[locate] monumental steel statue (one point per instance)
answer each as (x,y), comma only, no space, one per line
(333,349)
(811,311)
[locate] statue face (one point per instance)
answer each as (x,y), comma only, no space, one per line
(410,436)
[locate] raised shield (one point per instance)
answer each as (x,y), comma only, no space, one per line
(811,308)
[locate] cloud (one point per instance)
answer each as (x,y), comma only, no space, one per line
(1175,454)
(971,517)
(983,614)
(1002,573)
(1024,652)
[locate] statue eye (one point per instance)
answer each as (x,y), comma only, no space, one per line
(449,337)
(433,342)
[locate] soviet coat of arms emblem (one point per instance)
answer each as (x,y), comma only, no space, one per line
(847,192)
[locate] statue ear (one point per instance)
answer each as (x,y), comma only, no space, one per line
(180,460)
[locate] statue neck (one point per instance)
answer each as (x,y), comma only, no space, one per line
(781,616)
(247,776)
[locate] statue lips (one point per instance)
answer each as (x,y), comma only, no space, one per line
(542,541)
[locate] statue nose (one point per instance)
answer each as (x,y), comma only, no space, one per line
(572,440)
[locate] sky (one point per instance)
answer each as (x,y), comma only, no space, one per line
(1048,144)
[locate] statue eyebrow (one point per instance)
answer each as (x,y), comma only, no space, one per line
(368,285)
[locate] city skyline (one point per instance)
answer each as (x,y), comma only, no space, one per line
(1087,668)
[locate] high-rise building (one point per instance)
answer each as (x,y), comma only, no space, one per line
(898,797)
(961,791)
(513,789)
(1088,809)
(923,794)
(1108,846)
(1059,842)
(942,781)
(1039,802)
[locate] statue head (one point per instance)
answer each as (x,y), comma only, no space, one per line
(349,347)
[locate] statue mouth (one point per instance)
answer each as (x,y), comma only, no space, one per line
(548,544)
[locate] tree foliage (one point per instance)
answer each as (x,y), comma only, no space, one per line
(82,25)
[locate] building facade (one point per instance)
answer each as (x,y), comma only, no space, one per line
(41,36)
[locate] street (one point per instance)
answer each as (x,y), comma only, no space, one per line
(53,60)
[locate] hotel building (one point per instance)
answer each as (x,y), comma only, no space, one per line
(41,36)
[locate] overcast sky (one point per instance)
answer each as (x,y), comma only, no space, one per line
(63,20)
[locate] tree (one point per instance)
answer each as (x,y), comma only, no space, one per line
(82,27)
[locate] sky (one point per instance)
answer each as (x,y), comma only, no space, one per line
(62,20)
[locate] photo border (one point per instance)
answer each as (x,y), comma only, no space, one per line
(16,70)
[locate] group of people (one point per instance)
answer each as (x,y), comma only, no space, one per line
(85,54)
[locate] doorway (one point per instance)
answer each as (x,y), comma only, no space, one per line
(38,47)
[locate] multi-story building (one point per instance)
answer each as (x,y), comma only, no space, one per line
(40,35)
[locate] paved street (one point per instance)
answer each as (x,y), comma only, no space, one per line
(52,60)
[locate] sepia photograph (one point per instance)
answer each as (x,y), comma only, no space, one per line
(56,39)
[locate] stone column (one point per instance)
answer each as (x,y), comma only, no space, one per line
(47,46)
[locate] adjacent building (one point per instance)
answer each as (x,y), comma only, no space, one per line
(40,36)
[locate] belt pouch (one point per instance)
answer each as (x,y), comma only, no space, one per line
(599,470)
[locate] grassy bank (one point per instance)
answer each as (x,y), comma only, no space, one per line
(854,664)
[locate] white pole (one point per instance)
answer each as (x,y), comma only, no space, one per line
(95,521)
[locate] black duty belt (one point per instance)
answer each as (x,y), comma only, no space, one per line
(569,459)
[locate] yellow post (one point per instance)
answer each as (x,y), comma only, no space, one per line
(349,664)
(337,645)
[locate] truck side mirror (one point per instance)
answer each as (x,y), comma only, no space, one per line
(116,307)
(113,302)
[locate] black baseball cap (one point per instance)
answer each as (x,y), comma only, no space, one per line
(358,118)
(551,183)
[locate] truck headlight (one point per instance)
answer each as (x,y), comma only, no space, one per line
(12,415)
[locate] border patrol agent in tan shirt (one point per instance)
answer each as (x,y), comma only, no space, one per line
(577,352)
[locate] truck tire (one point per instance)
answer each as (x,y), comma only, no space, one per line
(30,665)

WORK TO COMPLETE - Repeat the full listing above line for line, changing nothing and leaving nothing out.

OUTPUT FOR THIS TASK -
[locate] monumental steel statue (one point per instance)
answer each as (x,y), comma only, no space, one per line
(333,349)
(811,311)
[locate] statue face (one point per instance)
answer each as (x,y), comma only, no space, one per line
(410,436)
[locate] raised shield (one point per instance)
answer each as (x,y), comma only, no space, one per line
(811,308)
[locate] cloud (one point per instance)
answer each as (x,y), comma only, no space, one per line
(1175,454)
(971,517)
(983,614)
(1002,573)
(1024,652)
[locate] statue eye (one point per instance)
answer each as (x,y), comma only, no space, one per line
(449,337)
(433,342)
[locate] soviet coat of arms emblem (one point per instance)
answer each as (x,y), comma only, no space, one per line
(847,192)
[locate] statue ear (one point per instance)
answer each as (x,y), comma only, no space, one per line
(180,460)
[locate] statue neck (one point per instance)
answer each as (x,y), comma only, no space, one per line
(781,616)
(247,776)
[locate] statue lips (one point per instance)
answer each as (x,y), comma only, no space, one per line
(542,541)
[locate] statue nose (one point per instance)
answer each as (x,y), comma only, no space, one per line
(572,440)
[locate] sky (one point per instance)
answer each as (x,y), comma only, no space, one per line
(1048,144)
[locate] statue eyebrow (one point per instance)
answer each as (x,y), comma only, no space, one per line
(368,285)
[locate] city skyline (one point per instance)
answer each as (x,y), comma only, no space, one per line
(1087,668)
[locate] high-rise building (one point per instance)
answer each as (x,y), comma only, no space, one per line
(898,797)
(961,791)
(513,789)
(1088,809)
(923,794)
(1108,846)
(1059,842)
(942,781)
(1039,802)
[locate] statue head (one point per instance)
answer each as (x,y), comma only, no space, one per line
(349,347)
[locate] statue mouth (one point per instance)
answer each as (x,y), comma only, no space, one per line
(548,544)
[locate] tree foliage (one point per instance)
answer each as (x,y), comma only, no space, one per line
(82,25)
[locate] building facade (one point per instance)
answer each as (x,y), comma only, no space, one per line
(41,36)
[locate] street (one point per instance)
answer each as (x,y), comma only, no space, one per line
(53,60)
[locate] hotel building (one point per instance)
answer each as (x,y), comma only, no space, one per line
(41,36)
[locate] overcast sky (one point per instance)
answer each as (x,y), comma only, no space, one per line
(63,20)
[locate] tree (one point per instance)
answer each as (x,y), comma only, no space, one per line
(82,27)
[locate] sky (one point per instance)
answer each as (x,y), comma only, no space, one per line
(62,20)
[locate] photo border (one point per instance)
answer each as (x,y), comma only, no space, one per line
(16,70)
[locate] group of people (one point per instance)
answer each as (x,y), comma only, no space, one per line
(85,54)
[locate] doorway (one point per instance)
answer each as (x,y), comma only, no space, one per line
(38,47)
[locate] multi-story building (one point per instance)
answer each as (x,y), comma only, no space, one per line
(40,35)
[locate] paved street (one point per instance)
answer each as (x,y), comma only, no space, one per line
(52,60)
[locate] sepia photograph (one point per instance)
answer each as (x,y), comma only, no space, one per line
(56,39)
[locate] stone column (one point per instance)
answer each as (x,y), comma only, no space, one per line
(47,46)
[locate] adjacent building (one point per instance)
answer each as (x,y), comma only, no space, one per line
(40,36)
[locate] belt pouch (one point per instance)
answer each as (x,y), comma only, no space, one per line
(599,470)
[locate] grassy bank (one point per instance)
answer each as (x,y), comma only, no space, one per line
(854,664)
[locate] white pole (one point per instance)
answer each as (x,y), comma only, no space, one per line
(95,521)
[locate] black duty belt (one point per instance)
answer each as (x,y), comma only, no space, one per line
(569,459)
[locate] yellow post (one point per instance)
answer each as (x,y), comma only, no space, one per line
(349,664)
(337,645)
[locate] truck side mirror (one point per instance)
answer each as (x,y), comma only, no space, one per line
(116,307)
(113,302)
[locate] black baseball cap (one point per instance)
answer each as (x,y), comma only, no space, one per line
(358,118)
(551,183)
[locate] truck headlight (one point per instance)
answer each as (x,y), comma only, no space, one per line
(12,415)
[locate] border patrol agent in tan shirt (one point per instance)
answer each as (x,y), comma only, no space, one per line
(577,352)
[locate] truck tire (one point per instance)
answer each as (x,y), comma only, no space, one per line
(30,665)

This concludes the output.